**TASK DETAILS**
Copy out every line of the data exactly.

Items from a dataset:
════════════════════

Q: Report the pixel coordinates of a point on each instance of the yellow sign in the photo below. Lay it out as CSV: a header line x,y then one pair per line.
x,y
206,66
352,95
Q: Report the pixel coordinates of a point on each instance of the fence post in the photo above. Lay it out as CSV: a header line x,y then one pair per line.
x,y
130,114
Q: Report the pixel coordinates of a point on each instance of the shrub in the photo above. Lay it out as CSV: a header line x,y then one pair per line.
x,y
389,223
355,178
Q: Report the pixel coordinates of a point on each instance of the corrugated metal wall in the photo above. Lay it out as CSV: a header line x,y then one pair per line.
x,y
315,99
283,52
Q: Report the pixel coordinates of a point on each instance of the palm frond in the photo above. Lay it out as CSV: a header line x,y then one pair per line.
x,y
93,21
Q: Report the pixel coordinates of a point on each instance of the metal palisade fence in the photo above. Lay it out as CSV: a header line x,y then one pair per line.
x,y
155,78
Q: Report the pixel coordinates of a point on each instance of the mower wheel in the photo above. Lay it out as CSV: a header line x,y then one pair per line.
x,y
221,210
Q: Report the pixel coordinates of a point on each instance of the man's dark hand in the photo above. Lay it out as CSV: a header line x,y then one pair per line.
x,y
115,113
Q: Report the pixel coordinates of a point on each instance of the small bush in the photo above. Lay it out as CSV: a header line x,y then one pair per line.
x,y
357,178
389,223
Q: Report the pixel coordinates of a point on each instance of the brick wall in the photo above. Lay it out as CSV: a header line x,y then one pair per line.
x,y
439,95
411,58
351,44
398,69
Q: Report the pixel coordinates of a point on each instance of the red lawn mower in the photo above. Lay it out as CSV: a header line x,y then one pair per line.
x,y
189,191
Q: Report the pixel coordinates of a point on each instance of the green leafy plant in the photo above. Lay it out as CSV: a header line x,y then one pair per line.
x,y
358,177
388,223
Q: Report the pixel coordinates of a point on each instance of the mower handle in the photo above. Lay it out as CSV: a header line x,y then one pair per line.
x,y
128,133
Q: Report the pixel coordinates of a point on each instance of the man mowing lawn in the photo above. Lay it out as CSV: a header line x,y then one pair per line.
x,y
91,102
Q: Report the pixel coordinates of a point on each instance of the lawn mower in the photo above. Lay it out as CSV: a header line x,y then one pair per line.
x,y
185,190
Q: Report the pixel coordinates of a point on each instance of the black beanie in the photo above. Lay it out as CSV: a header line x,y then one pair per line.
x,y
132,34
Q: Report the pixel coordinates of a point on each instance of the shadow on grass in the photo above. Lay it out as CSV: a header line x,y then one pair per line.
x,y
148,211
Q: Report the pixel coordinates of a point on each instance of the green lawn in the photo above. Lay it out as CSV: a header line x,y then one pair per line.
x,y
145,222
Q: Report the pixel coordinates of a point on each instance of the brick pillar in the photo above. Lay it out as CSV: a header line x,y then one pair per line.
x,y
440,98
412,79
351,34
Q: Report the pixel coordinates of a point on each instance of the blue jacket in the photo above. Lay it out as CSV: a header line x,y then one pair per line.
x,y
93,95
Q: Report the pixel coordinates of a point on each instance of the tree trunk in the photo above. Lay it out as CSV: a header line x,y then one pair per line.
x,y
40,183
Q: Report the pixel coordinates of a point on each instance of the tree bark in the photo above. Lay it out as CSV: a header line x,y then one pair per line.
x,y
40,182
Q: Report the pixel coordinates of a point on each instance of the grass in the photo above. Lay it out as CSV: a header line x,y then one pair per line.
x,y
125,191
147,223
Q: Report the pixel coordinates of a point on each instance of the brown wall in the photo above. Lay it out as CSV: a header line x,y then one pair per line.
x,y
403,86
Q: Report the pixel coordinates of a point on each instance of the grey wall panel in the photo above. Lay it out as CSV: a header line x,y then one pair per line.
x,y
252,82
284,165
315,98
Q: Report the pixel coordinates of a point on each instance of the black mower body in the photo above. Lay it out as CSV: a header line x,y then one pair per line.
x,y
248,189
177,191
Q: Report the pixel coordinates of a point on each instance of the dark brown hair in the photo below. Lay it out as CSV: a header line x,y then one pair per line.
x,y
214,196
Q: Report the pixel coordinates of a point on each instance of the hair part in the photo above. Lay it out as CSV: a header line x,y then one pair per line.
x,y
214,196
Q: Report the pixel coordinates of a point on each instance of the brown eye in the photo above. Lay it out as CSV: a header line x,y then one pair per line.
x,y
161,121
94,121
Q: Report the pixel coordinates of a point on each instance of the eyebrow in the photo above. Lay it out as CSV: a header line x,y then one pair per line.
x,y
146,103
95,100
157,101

════════════════════

**SOLVED EXERCISE**
Q: Report the pixel coordinates of a point on each instance of the yellow sign in the photo below. Lay it out as CSV: a header line x,y then one pair per line.
x,y
206,66
352,95
Q: Report the pixel coordinates of a point on each instance of the fence post in the photo above. Lay it out as CSV: a header line x,y then one pair per line.
x,y
130,114
Q: Report the pixel coordinates of a point on each instance of the shrub in the photo above. Lay it out as CSV: a header line x,y then one pair per line.
x,y
389,223
355,178
Q: Report the pixel coordinates of a point on each instance of the corrugated metal wall in the photo above. Lay it out as CSV: a header line x,y then one pair per line.
x,y
315,99
283,52
Q: Report the pixel coordinates of a point on each instance of the palm frond in the photo above. Lay it out as CSV: a header line x,y then one pair per line.
x,y
93,21
Q: Report the pixel coordinates of a point on each instance of the metal palisade fence in the photo above. Lay it out as CSV: a header line x,y then one pair per line.
x,y
155,78
Q: Report the pixel coordinates of a point on each instance of the mower wheel in the photo above. Lay it out as CSV: a header line x,y then one pair per line.
x,y
221,210
Q: Report the pixel coordinates of a point on each instance of the man's dark hand in the photo above. Lay it out as CSV: a header line x,y then one pair per line.
x,y
115,113
Q: Report the pixel coordinates of a point on each instance of the small bush in the photo above. Lay it out as CSV: a header line x,y then one pair per line.
x,y
357,178
389,223
Q: Report the pixel coordinates of a point on each instance of the brick wall in the photo above. Lay it out as CSV: a header line x,y then one pair per line.
x,y
439,95
411,58
351,44
398,69
Q: Report the pixel coordinates of a point on each instance of the red lawn mower in the photo above. Lay it out as CSV: a header line x,y then one pair per line.
x,y
189,191
Q: Report the pixel coordinates of a point on each instance of the green leafy plant in the photo above. Lay it out as CSV: a header line x,y then one pair per line.
x,y
358,177
388,223
Q: Report the pixel coordinates of a point on each instance of the mower handle in the photo above. Lay it out as CSV: a header line x,y then one pair per line.
x,y
128,133
Q: Report the pixel coordinates of a point on each instance of the man mowing lawn in the photo above. Lay it out as CSV: a header line x,y then one pair per line.
x,y
91,102
Q: Report the pixel coordinates of a point on each instance of the lawn mower in the photo above. Lay it out as CSV: a header line x,y then one pair per line.
x,y
185,190
Q: Report the pixel coordinates of a point on each instance of the black beanie in the photo above. Lay it out as CSV: a header line x,y then one pair per line.
x,y
132,34
Q: Report the pixel coordinates of a point on each instance of the shadow on grass in the photo above. Lay it out as CSV: a header line x,y then one pair per line.
x,y
148,211
Q: Report the pixel coordinates of a point on each instance of the green lawn in the photo above. Lay it out as CSV: a header line x,y then one pair per line.
x,y
145,222
Q: Report the pixel coordinates of a point on each instance of the brick pillar in the photo above. Lay it out as CSV: a header line x,y then one pair per line.
x,y
440,98
412,79
351,34
Q: Report the pixel coordinates of a point on each instance of the blue jacket in the photo above. Lay it out as CSV: a header line x,y then one pair per line.
x,y
93,95
Q: Report the pixel coordinates of a point on each instance of the tree trunk in the photo above. Lay it out as CSV: a header line x,y then one pair per line.
x,y
40,183
Q: Report the pixel coordinates of a point on each instance of the tree bark in the photo above. Lay it out as CSV: a header line x,y then one pair per line.
x,y
40,182
Q: Report the pixel coordinates of a point on each instance of the grass in the photo above. Lay it out as CSV: a header line x,y then one pair per line.
x,y
125,191
147,223
Q: Report the pixel coordinates of a point on each instance of the brown wall in the photo above. Lay it out as CSV: a header line x,y then one pair per line.
x,y
403,86
Q: Report the pixel coordinates of a point on each instance of the grey wall panel in the photo above. Lay it out as CSV: a header line x,y then one pair per line.
x,y
252,82
284,165
315,98
Q: Report the pixel coordinates of a point on each instance of the black mower body in the photo above. Lay it out as CSV: a header line x,y then one pair per line.
x,y
248,189
177,191
Q: Report the pixel coordinates of a point on each instance of the dark brown hair in the photo below. Lay it out as CSV: a header line x,y then one pair per line.
x,y
214,196
Q: Report the pixel coordinates of a point on each instance of the hair part in the photo above. Lay it out as CSV: a header line x,y then one pair per line.
x,y
214,196
Q: Report the pixel coordinates of a point on each instance of the brown eye in the photo above. Lay it out as CSV: a header line x,y then one pair per line.
x,y
161,121
94,121
Q: Report the pixel coordinates of a point on each instance of the eyebrow in the photo above. Lay it out as CSV: a header line x,y then one pair per line.
x,y
146,103
95,100
157,101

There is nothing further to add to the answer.